Talimat: Aşağıdaki satırlardan "sidewalk" dizesini içerenlerin tamamını kopyalayarak göster. Eşleştirmede büyük-küçük harf ayrımı gözetilir.
--
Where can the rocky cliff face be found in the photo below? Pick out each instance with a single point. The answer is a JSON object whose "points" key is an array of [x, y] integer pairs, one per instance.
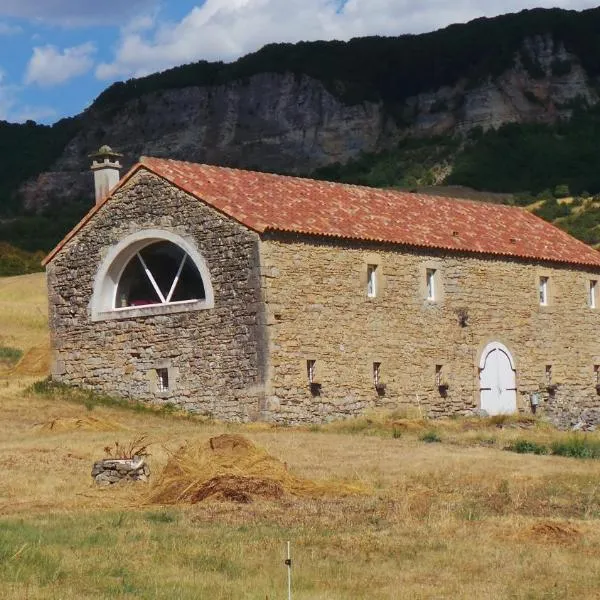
{"points": [[294, 124]]}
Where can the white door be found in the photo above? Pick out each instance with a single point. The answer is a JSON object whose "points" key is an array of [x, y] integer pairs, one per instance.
{"points": [[497, 381]]}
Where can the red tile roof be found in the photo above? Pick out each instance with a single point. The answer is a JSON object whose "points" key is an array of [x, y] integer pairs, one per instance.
{"points": [[264, 202]]}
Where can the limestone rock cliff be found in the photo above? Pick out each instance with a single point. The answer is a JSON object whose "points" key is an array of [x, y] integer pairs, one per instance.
{"points": [[293, 123]]}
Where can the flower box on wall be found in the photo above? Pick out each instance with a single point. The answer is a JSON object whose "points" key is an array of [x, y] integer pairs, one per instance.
{"points": [[315, 388], [380, 387]]}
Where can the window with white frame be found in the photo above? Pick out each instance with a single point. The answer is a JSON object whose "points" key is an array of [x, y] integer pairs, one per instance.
{"points": [[371, 281], [376, 373], [160, 273], [543, 291], [430, 276], [311, 371], [162, 380], [151, 272]]}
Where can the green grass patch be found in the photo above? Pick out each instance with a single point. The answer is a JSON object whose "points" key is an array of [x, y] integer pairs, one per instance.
{"points": [[574, 447], [527, 447], [431, 437], [577, 447], [48, 388]]}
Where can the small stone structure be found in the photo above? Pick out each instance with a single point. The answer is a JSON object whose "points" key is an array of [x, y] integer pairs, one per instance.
{"points": [[112, 470]]}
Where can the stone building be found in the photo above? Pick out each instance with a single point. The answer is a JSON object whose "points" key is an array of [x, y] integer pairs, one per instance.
{"points": [[247, 295]]}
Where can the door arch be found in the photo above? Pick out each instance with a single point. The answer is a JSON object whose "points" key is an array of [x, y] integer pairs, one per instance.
{"points": [[497, 380]]}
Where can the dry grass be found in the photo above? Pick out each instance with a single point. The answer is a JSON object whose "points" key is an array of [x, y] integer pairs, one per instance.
{"points": [[457, 519], [231, 467]]}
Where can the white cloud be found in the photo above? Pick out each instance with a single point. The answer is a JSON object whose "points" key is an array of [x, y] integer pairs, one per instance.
{"points": [[227, 29], [49, 66], [74, 12]]}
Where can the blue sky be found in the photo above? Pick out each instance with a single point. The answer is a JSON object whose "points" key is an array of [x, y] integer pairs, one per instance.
{"points": [[56, 56]]}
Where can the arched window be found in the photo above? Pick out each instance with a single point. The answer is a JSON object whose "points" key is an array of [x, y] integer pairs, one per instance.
{"points": [[149, 273], [160, 273]]}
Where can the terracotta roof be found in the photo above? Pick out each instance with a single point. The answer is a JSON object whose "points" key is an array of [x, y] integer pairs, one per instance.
{"points": [[264, 202]]}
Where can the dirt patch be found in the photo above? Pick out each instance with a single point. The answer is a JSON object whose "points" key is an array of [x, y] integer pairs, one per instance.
{"points": [[554, 532], [230, 467]]}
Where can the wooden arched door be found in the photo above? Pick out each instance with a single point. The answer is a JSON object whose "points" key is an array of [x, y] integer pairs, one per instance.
{"points": [[497, 380]]}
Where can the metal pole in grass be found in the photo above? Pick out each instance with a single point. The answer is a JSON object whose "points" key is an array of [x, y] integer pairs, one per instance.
{"points": [[288, 563]]}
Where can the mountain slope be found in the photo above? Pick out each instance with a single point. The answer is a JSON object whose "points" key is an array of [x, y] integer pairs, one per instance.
{"points": [[413, 109]]}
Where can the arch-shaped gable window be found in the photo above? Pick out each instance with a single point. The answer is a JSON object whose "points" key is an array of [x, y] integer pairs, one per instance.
{"points": [[160, 273], [151, 273]]}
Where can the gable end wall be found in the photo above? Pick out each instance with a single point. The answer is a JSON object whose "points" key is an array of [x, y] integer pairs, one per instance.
{"points": [[216, 357]]}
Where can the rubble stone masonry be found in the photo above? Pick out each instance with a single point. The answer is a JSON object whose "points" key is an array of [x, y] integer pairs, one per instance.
{"points": [[318, 309], [215, 357], [286, 299]]}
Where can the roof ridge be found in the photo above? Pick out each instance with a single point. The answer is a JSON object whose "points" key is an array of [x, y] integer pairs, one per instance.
{"points": [[262, 201], [285, 176]]}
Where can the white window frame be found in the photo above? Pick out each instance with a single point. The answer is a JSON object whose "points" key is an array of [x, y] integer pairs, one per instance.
{"points": [[430, 284], [543, 290], [104, 298], [162, 380], [371, 281], [311, 370], [376, 373]]}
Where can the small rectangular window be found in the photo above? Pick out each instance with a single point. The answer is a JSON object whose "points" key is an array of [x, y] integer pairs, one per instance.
{"points": [[371, 281], [311, 370], [376, 373], [162, 380], [544, 291], [439, 379], [431, 291]]}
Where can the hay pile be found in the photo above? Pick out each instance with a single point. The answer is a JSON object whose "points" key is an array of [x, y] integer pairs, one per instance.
{"points": [[61, 424], [231, 467]]}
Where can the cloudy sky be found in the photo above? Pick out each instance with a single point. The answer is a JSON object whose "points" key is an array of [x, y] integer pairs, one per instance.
{"points": [[58, 55]]}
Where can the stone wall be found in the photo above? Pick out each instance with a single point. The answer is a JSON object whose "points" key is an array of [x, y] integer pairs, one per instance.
{"points": [[215, 357], [318, 309]]}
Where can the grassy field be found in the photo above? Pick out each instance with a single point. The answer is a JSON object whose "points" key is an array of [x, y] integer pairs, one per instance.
{"points": [[446, 511]]}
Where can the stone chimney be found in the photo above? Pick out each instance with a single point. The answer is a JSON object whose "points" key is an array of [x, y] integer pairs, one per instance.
{"points": [[106, 168]]}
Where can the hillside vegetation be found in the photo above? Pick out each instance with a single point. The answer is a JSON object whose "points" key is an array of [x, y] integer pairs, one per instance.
{"points": [[527, 160]]}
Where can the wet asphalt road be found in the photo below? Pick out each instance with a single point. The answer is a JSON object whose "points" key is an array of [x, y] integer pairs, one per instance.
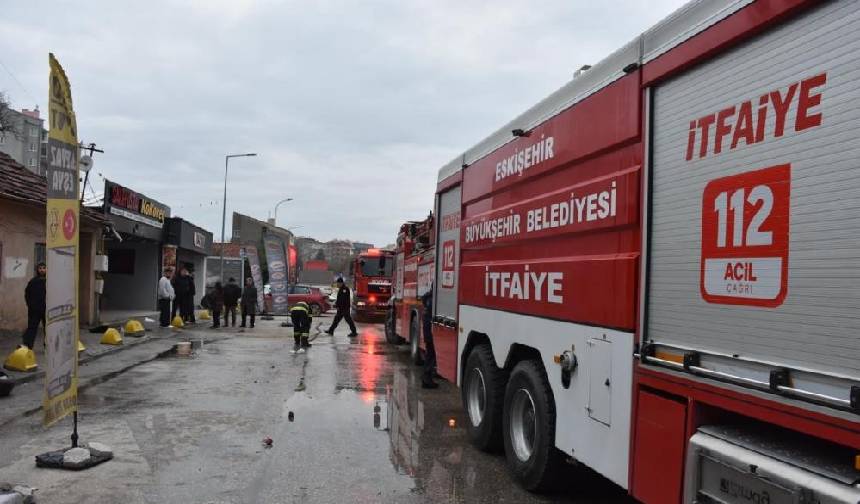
{"points": [[189, 430]]}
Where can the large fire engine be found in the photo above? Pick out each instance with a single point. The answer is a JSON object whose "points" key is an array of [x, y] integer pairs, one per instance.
{"points": [[371, 274], [413, 276], [654, 271]]}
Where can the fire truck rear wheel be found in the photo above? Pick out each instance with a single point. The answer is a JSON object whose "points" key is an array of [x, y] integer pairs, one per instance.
{"points": [[414, 341], [483, 395], [529, 427]]}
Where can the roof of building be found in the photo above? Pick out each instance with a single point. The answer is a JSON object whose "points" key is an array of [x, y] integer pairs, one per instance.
{"points": [[20, 184]]}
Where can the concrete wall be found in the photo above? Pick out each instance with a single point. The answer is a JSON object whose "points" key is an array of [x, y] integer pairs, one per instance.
{"points": [[136, 291], [21, 227]]}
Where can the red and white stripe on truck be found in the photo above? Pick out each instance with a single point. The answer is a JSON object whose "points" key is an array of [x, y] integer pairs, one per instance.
{"points": [[662, 257]]}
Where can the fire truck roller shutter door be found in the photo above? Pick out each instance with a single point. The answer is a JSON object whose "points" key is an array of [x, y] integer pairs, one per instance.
{"points": [[755, 204]]}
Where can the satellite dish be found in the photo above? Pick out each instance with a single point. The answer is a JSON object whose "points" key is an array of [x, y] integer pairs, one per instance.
{"points": [[86, 163]]}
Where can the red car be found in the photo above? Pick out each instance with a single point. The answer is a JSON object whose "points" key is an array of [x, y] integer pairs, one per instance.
{"points": [[316, 300]]}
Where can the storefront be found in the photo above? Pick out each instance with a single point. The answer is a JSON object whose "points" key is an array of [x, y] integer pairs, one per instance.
{"points": [[186, 246], [134, 250]]}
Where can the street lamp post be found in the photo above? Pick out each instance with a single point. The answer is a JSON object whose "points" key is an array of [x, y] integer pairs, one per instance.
{"points": [[224, 206], [285, 200]]}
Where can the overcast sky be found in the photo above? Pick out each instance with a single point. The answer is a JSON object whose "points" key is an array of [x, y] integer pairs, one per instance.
{"points": [[353, 106]]}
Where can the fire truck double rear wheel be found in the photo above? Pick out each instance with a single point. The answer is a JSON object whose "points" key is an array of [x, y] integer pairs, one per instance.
{"points": [[529, 427], [483, 396]]}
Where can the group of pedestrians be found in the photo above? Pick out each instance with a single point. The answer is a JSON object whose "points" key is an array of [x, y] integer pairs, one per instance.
{"points": [[176, 294], [227, 300]]}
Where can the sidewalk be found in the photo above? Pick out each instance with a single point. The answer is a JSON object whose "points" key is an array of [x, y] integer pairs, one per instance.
{"points": [[94, 349]]}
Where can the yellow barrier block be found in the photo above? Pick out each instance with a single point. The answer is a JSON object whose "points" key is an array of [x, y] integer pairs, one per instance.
{"points": [[21, 359], [134, 328], [111, 337]]}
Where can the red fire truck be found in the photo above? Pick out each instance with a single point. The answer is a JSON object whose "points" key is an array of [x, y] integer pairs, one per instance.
{"points": [[413, 276], [654, 271], [371, 273]]}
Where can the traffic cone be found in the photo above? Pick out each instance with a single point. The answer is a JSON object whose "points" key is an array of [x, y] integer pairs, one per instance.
{"points": [[111, 337], [21, 359], [134, 328]]}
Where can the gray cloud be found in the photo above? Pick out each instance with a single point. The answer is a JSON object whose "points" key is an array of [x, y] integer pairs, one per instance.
{"points": [[352, 106]]}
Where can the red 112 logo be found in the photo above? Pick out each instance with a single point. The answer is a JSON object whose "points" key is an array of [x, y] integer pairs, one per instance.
{"points": [[448, 251], [745, 232]]}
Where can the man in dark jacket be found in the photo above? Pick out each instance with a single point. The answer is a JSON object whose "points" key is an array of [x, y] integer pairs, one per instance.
{"points": [[34, 295], [180, 289], [232, 293], [249, 301], [188, 301], [343, 305], [216, 304]]}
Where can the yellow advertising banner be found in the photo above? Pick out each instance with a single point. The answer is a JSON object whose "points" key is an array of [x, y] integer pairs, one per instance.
{"points": [[61, 229]]}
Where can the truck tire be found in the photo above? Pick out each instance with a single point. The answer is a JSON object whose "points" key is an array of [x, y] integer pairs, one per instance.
{"points": [[391, 336], [414, 341], [483, 395], [529, 427]]}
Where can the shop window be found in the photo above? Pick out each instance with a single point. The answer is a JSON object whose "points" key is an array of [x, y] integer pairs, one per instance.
{"points": [[121, 262]]}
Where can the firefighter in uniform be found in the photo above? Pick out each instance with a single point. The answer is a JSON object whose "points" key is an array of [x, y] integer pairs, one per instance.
{"points": [[300, 314], [343, 305]]}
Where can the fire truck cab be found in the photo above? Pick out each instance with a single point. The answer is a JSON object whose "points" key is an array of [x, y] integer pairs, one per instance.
{"points": [[371, 273], [413, 276], [654, 271]]}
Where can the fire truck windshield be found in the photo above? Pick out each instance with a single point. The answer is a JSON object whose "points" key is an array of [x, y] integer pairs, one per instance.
{"points": [[376, 266]]}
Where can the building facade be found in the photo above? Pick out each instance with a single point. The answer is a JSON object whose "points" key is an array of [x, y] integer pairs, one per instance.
{"points": [[27, 143], [22, 246], [186, 246], [134, 249]]}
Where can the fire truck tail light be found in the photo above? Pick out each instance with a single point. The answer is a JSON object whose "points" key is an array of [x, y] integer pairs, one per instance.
{"points": [[677, 358]]}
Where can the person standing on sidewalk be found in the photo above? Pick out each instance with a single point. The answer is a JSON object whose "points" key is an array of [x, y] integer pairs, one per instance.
{"points": [[166, 294], [34, 295], [188, 302], [232, 293], [427, 379], [180, 288], [249, 302], [216, 304], [343, 305]]}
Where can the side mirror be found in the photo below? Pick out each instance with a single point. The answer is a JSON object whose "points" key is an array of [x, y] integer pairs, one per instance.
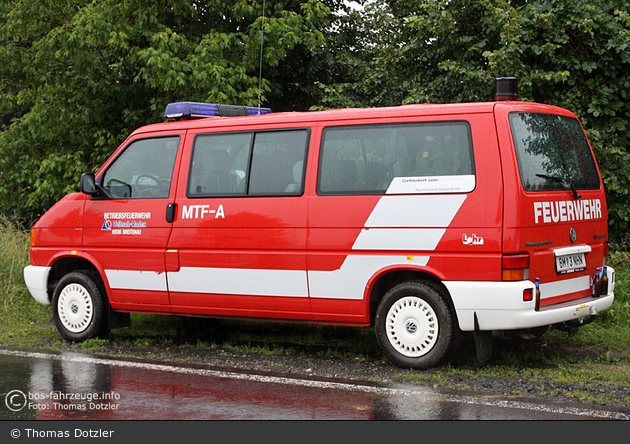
{"points": [[88, 184]]}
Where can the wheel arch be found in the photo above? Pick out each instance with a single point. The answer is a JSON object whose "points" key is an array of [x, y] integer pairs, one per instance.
{"points": [[380, 284], [68, 264]]}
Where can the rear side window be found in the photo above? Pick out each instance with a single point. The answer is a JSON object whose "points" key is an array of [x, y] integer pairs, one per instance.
{"points": [[266, 163], [397, 159], [553, 153]]}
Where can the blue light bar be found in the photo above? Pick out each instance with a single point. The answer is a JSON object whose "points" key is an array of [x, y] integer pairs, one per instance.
{"points": [[182, 110]]}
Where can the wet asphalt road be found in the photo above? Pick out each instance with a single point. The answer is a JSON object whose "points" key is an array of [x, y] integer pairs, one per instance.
{"points": [[42, 385]]}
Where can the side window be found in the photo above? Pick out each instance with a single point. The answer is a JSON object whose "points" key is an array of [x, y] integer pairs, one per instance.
{"points": [[144, 170], [266, 163], [219, 164], [278, 163], [400, 158]]}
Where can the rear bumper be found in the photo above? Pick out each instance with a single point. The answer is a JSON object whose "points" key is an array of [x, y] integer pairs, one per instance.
{"points": [[500, 306], [36, 279]]}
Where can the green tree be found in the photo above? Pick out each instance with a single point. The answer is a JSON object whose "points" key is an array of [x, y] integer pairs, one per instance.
{"points": [[79, 76], [570, 53]]}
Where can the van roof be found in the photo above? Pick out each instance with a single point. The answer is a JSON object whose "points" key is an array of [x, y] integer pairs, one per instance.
{"points": [[347, 114]]}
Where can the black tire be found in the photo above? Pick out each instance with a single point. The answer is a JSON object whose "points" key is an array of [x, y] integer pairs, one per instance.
{"points": [[415, 326], [78, 307]]}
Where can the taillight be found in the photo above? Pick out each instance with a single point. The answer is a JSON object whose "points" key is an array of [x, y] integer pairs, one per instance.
{"points": [[515, 267]]}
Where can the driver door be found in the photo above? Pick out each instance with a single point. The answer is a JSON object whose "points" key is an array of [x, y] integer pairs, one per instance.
{"points": [[126, 229]]}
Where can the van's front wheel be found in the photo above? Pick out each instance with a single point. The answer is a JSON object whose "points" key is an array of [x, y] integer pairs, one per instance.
{"points": [[415, 326], [78, 308]]}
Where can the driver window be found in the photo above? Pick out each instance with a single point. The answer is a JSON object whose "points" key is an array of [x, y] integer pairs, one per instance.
{"points": [[143, 171]]}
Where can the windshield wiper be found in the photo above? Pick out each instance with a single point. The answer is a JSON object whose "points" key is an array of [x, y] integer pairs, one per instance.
{"points": [[562, 180]]}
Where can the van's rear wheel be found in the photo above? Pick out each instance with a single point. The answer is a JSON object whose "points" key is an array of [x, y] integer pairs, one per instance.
{"points": [[78, 307], [415, 326]]}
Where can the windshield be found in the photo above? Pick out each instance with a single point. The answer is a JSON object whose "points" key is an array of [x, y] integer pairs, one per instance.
{"points": [[553, 153]]}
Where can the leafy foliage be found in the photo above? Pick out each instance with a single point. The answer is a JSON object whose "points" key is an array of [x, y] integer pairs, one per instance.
{"points": [[84, 74], [570, 53]]}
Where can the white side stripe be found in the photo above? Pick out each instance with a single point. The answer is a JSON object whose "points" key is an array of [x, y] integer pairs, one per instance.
{"points": [[415, 211], [239, 281], [413, 239], [136, 280], [349, 281]]}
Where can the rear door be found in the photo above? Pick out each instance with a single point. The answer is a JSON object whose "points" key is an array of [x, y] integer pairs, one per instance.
{"points": [[555, 203]]}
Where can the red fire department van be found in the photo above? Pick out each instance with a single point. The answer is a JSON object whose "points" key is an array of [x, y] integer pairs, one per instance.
{"points": [[423, 221]]}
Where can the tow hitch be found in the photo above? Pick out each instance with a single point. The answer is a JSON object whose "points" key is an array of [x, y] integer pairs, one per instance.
{"points": [[571, 326]]}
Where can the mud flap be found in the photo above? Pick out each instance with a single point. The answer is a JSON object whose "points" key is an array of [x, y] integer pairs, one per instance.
{"points": [[483, 342], [118, 320]]}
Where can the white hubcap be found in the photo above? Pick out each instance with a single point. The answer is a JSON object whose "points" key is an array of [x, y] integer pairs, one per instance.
{"points": [[412, 326], [75, 308]]}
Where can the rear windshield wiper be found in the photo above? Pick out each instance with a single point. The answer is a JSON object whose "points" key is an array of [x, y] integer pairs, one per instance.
{"points": [[562, 180]]}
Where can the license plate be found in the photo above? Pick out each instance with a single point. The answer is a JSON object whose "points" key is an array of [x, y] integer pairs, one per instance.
{"points": [[570, 263]]}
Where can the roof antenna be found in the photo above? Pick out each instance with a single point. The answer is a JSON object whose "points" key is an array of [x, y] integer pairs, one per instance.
{"points": [[262, 28]]}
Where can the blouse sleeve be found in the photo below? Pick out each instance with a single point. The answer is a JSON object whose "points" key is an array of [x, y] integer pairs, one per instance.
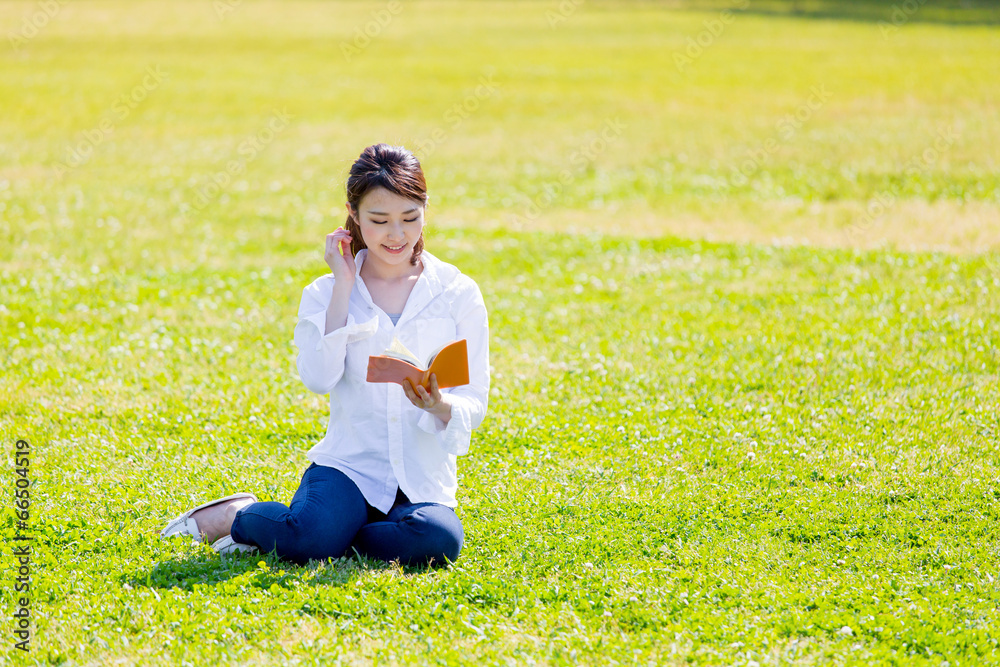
{"points": [[321, 355], [469, 401]]}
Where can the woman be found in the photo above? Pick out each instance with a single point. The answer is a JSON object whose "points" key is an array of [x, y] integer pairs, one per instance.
{"points": [[383, 479]]}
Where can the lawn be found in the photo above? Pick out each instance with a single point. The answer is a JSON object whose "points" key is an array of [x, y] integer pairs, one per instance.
{"points": [[744, 325]]}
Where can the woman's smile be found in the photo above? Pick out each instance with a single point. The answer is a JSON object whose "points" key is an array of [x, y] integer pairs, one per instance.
{"points": [[394, 249]]}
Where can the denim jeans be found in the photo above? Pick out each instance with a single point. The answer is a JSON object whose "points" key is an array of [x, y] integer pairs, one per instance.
{"points": [[328, 516]]}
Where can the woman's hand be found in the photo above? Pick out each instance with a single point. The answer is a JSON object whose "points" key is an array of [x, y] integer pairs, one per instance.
{"points": [[431, 400], [342, 265]]}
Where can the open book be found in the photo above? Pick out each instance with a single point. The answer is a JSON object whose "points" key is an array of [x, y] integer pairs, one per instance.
{"points": [[449, 363]]}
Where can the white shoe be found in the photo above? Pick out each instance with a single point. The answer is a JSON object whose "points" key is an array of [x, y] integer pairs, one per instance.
{"points": [[226, 545], [185, 523]]}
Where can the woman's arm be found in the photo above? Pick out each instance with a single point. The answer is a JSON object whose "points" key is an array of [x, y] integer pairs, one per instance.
{"points": [[465, 405], [325, 324]]}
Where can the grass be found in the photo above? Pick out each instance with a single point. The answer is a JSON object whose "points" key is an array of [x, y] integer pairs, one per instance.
{"points": [[702, 447]]}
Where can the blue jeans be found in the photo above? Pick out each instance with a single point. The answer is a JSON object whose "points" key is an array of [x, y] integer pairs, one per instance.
{"points": [[328, 516]]}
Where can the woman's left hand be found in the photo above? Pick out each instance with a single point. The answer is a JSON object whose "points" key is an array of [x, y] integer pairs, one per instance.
{"points": [[429, 399]]}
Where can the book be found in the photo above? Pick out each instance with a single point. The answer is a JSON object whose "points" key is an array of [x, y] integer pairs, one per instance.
{"points": [[450, 363]]}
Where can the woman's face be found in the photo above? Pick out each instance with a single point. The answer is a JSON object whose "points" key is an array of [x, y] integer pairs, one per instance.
{"points": [[390, 225]]}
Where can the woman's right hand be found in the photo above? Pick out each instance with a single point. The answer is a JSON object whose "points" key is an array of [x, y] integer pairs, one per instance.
{"points": [[342, 265]]}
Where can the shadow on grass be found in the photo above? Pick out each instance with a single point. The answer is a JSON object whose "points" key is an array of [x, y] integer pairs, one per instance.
{"points": [[261, 571], [894, 13]]}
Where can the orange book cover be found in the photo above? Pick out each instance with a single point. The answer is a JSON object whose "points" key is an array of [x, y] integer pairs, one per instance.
{"points": [[450, 364]]}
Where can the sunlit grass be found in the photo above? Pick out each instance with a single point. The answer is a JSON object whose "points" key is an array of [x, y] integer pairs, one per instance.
{"points": [[696, 451]]}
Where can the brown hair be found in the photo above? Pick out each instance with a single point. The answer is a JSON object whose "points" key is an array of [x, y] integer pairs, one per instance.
{"points": [[383, 166]]}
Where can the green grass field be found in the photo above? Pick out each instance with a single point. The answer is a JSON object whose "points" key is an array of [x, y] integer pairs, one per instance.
{"points": [[744, 321]]}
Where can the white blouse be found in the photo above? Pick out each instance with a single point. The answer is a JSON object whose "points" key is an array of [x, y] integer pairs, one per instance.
{"points": [[375, 435]]}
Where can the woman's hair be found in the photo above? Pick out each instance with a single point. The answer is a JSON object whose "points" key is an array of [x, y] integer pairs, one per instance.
{"points": [[383, 166]]}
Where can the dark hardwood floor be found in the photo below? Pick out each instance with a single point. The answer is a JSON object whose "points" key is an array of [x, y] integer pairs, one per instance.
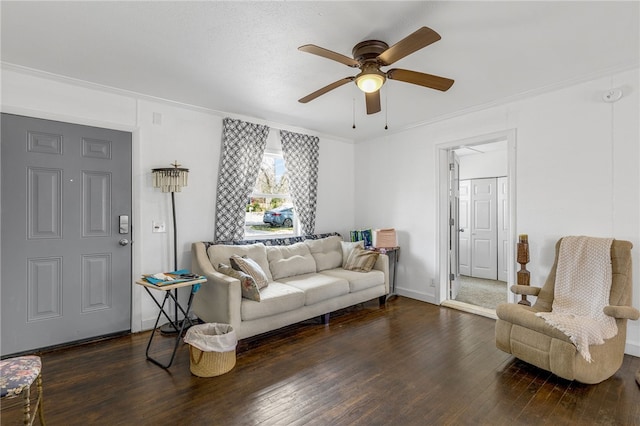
--
Sorunun Yanıtı:
Where can the sidewalk be found in the photo above? Pick out each instance with a single point. The answer is a JSON object whose "points" key is an array of [x, y] integer pairs, one per instance.
Where can the person standing on sidewalk be found in the photo above? Pick out each instance with a single point. The answer is a JSON object whose "points" key is an array of [x, y] integer pairs, one per instance.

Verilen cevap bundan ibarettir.